---------- Document segment ----------

Court name
High Court General Division
Case number
Civil Cause 788 of 2001

Kafakaona v Lilongwe Water Board (Civil Cause 788 of 2001) [2006] MWHC 114 (14 September 2006);

Law report citations
Media neutral citation
[2006] MWHC 114






IN
THE HIGH COURT OF MALAWI


LILONGWE
DISTRICT REGISTRY


CIVIL
CAUSE NO 788 OF 2001





BETWEEN
:





N.C.
KAFAKAONA …………………………… PLAINTIFF





AND





LILONGWE
WATER BOARD …………… DEFENDANT








CORAM : HON.
JUSTICE A.K.C. NYIRENDA





Kadzakumanja;
Counsel for the Plaintiff


Wapena
Kita; Counsel for the Defendant


Mrs
Matola; Court Interpreter


Mrs
Mbewe; Court Reporter











J
U D G M E N T





NYIRENDA,
J.





The
plaintiff by writ of summons, brings this action against the
defendant for loss of salary as a result of the defendant regarding

his position to a grade lower thereby paying him a lower salary than
he otherwise should have been getting.





The
case is very short. The plaintiff was and still is the defendant’s
employee. He works as a water plant operator. The
events leading
to this case according to the plaintiff are that he started working
for the defendant on the 25
th
November 1991. His specific job is in water treatment. Sometime
towards the end of 1999 the defendant company undertook an
evaluation
of the institution regarding some positions and adjusting salaries.
The plaintiff was placed at S3 grade with a starting
gross salary of
K6540.00. Towards the middle of the year 2000 salaries were adjusted
again so that as of July 2000 the plaintiff’s
gross salary was
K8631.00.





In
December of that year the plaintiff’s salary dropped to K5460.00
because of yet another regrading. According to the plaintiff
this
regrading lowered his position from S3 to SS 2. He was not briefed
prior to regrading and adjustment of his salary. It
was later that
he, together with others who had been affected were called to a
briefing by the defendant. The explanation was
that the initial
adjustments had been carried out by the defendant without Government
approval. When the matter was taken to
Government it was opposed
basically because Government had no money to assist the defendant
company continue to meet the increased
wage bill. As a result the
defendant company was forced to drift back and reorganize both the
positions and salary scales.





On
the 22
nd
December 2000 the defendant company formally wrote the plaintiff and
other employees who had been affected offering the new salaries.

The plaintiff rejected the offer according to Exhibit P3.





Although
the plaintiff rejected the new salary he however received the new
salary in the months that followed. The plaintiff
has since been
promoted from SS2 to SS1 and his salary had accordingly been
increased to his new grade.





Mr
Imfa of the defendant who is the Human Resources Officer admits to
the events as narrated by the plaintiff. His testimony was
that the
defendant company indeed went through a restructuring process done by
Messrs Delloite & Tonche. Salaries as well
as positions were
restructured. Initially salaries were increased by 32% and later by
38%. Unfortunately for the defendant company
its own Board of
Directors and the Malawi Government who has substantial shares in the
company could not approve of the adjustments.

---------- Material for this task ----------

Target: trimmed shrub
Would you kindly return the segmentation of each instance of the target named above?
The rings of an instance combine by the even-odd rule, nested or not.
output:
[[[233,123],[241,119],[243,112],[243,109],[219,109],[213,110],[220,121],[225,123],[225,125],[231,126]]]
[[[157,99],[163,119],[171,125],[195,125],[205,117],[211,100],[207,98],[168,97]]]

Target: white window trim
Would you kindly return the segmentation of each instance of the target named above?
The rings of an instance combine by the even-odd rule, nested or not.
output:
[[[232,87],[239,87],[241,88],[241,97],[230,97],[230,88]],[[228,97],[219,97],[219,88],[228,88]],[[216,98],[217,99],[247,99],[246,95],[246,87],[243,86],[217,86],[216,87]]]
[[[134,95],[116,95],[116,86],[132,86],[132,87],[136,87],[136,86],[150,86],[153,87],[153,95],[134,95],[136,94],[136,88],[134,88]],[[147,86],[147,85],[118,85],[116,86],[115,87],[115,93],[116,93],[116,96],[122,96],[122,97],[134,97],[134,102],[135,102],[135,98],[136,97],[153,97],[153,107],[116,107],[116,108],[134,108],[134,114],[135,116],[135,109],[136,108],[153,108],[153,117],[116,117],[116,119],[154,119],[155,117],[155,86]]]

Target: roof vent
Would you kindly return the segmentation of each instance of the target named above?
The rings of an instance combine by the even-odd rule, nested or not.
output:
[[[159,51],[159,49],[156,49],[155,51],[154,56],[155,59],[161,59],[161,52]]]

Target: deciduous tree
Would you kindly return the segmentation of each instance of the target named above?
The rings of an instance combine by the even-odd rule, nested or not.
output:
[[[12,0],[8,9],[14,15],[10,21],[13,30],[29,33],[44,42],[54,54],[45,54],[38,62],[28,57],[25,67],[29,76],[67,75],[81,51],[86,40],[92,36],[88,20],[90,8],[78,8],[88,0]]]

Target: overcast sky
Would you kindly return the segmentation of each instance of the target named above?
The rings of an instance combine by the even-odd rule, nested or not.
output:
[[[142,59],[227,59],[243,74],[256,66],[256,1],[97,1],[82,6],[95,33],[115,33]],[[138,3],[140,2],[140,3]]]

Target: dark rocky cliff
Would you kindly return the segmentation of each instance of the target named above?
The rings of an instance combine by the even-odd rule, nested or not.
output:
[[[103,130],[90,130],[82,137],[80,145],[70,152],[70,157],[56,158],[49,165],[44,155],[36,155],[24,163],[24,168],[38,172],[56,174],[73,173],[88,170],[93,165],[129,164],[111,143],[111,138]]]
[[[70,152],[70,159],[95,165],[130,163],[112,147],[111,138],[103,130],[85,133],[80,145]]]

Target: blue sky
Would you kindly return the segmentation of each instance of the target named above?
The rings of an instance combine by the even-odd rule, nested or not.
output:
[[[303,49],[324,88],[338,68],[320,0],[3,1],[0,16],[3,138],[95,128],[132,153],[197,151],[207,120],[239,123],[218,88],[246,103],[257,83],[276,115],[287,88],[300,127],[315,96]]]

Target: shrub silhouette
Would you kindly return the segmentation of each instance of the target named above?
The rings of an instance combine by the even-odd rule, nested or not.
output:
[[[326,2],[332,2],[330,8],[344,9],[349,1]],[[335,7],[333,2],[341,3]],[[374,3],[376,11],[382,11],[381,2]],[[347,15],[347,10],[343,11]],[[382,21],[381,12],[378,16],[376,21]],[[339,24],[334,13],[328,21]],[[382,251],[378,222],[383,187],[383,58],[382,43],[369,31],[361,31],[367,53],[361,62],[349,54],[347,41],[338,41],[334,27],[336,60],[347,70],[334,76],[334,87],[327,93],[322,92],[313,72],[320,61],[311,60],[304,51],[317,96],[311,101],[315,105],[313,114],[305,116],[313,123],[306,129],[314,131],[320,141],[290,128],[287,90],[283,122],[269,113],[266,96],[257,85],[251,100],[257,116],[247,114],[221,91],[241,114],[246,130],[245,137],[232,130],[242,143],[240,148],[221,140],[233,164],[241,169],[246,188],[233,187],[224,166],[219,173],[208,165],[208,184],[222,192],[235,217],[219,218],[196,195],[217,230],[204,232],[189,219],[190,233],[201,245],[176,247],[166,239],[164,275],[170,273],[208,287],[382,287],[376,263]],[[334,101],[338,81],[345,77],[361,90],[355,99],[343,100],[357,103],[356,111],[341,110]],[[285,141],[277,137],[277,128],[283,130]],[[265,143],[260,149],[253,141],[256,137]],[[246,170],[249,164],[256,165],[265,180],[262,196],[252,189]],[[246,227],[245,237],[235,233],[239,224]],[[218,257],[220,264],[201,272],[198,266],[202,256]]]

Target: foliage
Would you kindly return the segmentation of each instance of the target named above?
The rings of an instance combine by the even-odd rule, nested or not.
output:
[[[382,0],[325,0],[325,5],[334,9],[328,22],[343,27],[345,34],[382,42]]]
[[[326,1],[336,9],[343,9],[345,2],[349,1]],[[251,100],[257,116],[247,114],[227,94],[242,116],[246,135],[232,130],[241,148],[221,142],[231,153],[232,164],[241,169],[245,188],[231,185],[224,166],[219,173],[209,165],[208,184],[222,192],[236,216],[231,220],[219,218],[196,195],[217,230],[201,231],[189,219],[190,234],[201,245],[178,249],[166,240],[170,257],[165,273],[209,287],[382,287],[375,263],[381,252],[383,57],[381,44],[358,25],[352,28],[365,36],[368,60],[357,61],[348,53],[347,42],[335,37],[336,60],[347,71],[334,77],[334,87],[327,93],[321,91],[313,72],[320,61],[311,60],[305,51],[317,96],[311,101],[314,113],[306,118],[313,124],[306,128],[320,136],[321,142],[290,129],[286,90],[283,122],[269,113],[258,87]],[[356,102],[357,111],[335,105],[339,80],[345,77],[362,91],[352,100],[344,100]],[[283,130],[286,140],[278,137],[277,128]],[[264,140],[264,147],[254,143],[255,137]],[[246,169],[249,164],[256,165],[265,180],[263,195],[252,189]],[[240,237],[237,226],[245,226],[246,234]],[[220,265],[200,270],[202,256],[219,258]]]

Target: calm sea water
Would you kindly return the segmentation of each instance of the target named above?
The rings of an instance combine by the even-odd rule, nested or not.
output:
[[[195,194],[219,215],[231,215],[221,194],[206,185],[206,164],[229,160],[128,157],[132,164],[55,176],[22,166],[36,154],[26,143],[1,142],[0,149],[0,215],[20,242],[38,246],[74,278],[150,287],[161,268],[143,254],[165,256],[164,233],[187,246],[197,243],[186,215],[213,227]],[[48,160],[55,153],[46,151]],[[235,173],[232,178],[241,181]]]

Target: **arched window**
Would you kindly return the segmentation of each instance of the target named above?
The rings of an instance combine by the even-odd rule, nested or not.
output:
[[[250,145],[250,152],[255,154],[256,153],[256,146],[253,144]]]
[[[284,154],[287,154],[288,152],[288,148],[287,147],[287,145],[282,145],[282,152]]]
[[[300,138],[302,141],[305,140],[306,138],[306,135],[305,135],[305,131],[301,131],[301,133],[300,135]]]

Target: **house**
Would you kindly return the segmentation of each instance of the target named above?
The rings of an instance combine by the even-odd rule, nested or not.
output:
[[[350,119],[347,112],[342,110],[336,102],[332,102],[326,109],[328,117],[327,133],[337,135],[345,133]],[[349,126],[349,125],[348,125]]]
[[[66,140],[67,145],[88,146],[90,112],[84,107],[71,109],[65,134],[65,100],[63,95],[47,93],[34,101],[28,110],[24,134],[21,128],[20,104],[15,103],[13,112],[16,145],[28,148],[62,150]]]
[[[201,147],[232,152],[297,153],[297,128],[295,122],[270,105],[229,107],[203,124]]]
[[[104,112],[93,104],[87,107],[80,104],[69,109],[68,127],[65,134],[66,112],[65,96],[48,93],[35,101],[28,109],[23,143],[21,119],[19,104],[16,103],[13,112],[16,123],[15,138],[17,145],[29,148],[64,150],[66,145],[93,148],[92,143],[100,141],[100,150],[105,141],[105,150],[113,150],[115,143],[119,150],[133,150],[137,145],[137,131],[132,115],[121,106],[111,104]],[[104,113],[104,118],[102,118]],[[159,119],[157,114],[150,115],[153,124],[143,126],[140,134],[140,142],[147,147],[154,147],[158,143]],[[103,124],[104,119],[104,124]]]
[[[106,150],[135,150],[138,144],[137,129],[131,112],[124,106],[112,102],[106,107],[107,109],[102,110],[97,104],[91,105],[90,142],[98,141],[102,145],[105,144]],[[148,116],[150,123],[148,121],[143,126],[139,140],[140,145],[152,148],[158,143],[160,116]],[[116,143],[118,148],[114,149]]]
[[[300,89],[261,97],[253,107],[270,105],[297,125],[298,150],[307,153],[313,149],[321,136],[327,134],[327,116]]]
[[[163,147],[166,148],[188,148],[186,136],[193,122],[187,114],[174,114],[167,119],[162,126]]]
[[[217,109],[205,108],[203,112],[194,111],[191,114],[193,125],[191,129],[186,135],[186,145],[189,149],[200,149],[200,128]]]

----------

### What you need to do
(a) Recast the lines of the listing, everything from the line containing "Target: **arched window**" down to the line containing "[[[250,145],[250,152],[255,154],[256,153],[256,146],[253,144]]]", both included, as a JSON list of strings with one string per line and blank lines omitted.
(b) Continue the court judgment from where it stops.

### Written responses
(a)
[
  "Target: **arched window**",
  "Would you kindly return the segmentation of each instance of the target named above?",
  "The rings of an instance combine by the even-odd rule, nested or not.",
  "output:",
  "[[[250,145],[250,152],[255,154],[256,153],[256,146],[253,144]]]"
]

(b)
As a result a
committee was formed and directed to reconsider the entire process
which resulted in reduction of grades as well
as salaries.





Mr
Imfa emphasized that the reductions were necessary to avoid
retrenchment of employees which would have been inevitable had the

defendant maintained the higher salaries.





Against
these facts the plaintiff seeks that a declaration be made that the
regrading of his position from S3 to SS2 was unlawful;
that he be
reinstated at grade S3; that salary arrears be paid and finally that
the court grants any other relief as maybe appropriate
in the
circumstances.





The
general principle is that a unilateral reduction in wages is per se a
breach of contract. In situations where an employer
is to face hard
choices between reduction of wages and closing business the situation
may be resolved otherwise. In
‘Contracts
of Employment’ by Dix, Crump and Pugsley,

Seventh
Edition

at 4:04 it is stated as follows:






The
employer has no right to reduce wages or salaries unilaterally. The
payment of wages is a term of such fundamental importance
in the
contract that it is difficult to imagine circumstances in which a
unilateral reduction of wages could be construed as other
than a
repudiatory breach of contract which would allow the employee to
treat the employer as guilty of constructive dismissal.
This does
not mean that the employee will as of right succeed in an action for
unfair dismissal. A company may be in grave financial
difficulties
and its bankers may refuse to continue its finance of the operation
unless a business plan is produced which shows
substantial cuts in
costs. The management consults with the workforce and decides to
reduce wage rates by 10%. The majority
of the workforce accept
this as being preferable to the inevitable collapse of the business
which would otherwise occur.
The minority who do not accept this
cut in wages leave and sue for unfair dismissal. There would be no
issue that there was
a dismissal but no industrial tribunal may not
determine that this dismissal is unfair if they accept that there was
a genuine
need for such reductions and that the management had made
real attempts to consult with the employees about the imposition of
the
changes. A tribunal which has listened to endless criticisms of
the failure of management to explore alternatives to redundancies
in
cases alleging unfair selection for redundancy might well be of the
opinion that such a measure was an appropriate response.





The
defendant company’s explanation in the instant case for what
happened is fairly clear. The defendant had all the good
intentions
to upgrade positions and increase salaries for its employees and for
that purpose engaged another company to assist
with the restructuring
exercise, no doubt at a measurable cost. The process was completed
and the defendant infact started to
implement the improved
remuneration. Unfortunately for the defendant company and obviously
against its wish there was to be no
money to continue with the new
salaries because of factors beyond its control. The choice for the
defendant company was to reduce
its workforce, but that was
considered to be inappropriate. The defendant company then decided
to engage its employees in negotiations
to reduce the salaries. In
a difficult process, looking at the correspondence and minutes of
meetings between the defendant and
its employees, the employees
yielded to a reduction in pay. According to Mr Imfa virtually all
the employees except the plaintiff,
accepted the rather unfortunate
development.





As
stated earlier even in the case of the plaintiff, despite indicating
in the letter that was written to him that he would not
accept the
reduced salary, he continued in employment and received the reduced
pay.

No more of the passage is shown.